◆ **Short problem**
Rewrite each of the rows below, changing "support post" to "upright beam" and leaving everything else as it is. Omit the pictures from your version.

* start Dataset *

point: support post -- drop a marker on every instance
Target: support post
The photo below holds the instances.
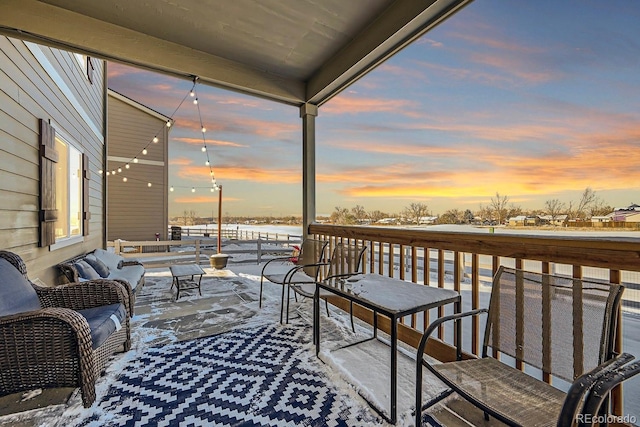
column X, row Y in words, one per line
column 308, row 113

* end Dataset *

◆ **Problem solution**
point: upright beam -- drop a marker on every instance
Target: upright beam
The photo below holds the instances.
column X, row Y in words, one per line
column 308, row 113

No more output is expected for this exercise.